▸ Some rows
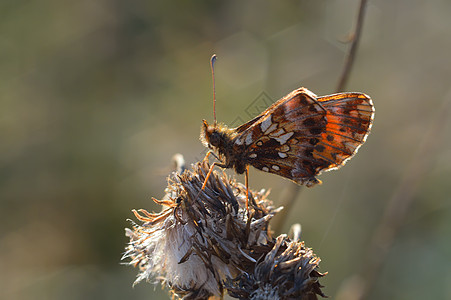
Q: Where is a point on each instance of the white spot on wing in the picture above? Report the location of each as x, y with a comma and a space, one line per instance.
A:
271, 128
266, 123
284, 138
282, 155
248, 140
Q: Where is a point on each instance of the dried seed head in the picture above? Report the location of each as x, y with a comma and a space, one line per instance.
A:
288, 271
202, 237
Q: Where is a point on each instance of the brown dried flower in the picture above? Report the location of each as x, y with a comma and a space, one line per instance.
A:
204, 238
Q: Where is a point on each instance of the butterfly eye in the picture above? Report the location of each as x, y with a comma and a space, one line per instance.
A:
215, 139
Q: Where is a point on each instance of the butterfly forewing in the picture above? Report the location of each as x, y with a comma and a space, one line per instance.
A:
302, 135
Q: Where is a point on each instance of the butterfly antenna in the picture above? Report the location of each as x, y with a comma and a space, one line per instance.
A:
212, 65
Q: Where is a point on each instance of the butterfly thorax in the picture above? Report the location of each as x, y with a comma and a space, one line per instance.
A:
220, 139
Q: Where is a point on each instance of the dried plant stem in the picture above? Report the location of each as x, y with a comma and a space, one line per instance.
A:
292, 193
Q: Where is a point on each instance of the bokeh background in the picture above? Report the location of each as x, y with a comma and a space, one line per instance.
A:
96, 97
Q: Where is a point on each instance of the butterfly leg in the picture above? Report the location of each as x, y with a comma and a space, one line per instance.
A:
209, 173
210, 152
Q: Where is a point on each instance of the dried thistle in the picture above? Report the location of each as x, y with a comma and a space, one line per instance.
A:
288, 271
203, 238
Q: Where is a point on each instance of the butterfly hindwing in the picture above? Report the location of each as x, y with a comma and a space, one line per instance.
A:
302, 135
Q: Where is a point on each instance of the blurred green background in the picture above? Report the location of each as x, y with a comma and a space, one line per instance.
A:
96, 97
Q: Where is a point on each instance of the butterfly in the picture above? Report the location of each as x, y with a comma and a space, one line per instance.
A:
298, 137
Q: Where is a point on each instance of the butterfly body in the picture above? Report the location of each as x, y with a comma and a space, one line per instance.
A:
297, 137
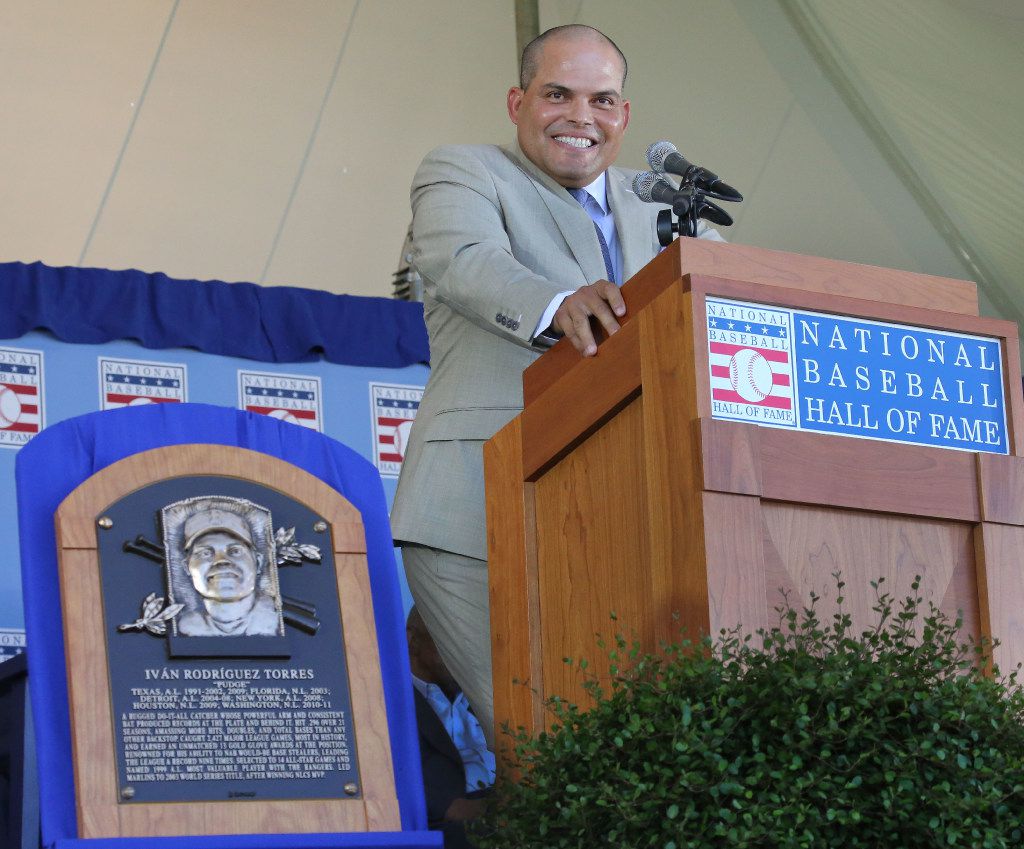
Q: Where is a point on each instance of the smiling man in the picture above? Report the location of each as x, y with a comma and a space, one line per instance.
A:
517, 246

▸ Task details
Scale the point coordinates in the answers by 1.95, rounding each to a whole number with halves going up, and write out again every line from the one with "the butterfly hindwing" through the end of the rows, requests included and left unchanged. Leave the pictures out.

▸ Written reply
Q: Where is a point on each instance of the butterfly hindwing in the picture above? Report the location of each as x, y with a comma and a space, one line per instance.
A:
589, 263
Q: Where is a point on each instance of the blurred green background in the picture above? Report the location of each as x, y with a comma and a space, one line per instance.
A:
187, 189
Q: Where is a point on each instance of the butterfly in the picture above? Report the location of each as x, y with a comma and a space, one line per instance.
A:
581, 267
Q: Where is a point on each instance of the butterfly body in the picture above? Report the location of each as x, y with a comma and a space, one line per instance.
A:
579, 267
Q: Where is a point on each instance of the smiling man in the picture above? Report the location of each as x, y with a comma and a space, one line per instance.
A:
1008, 480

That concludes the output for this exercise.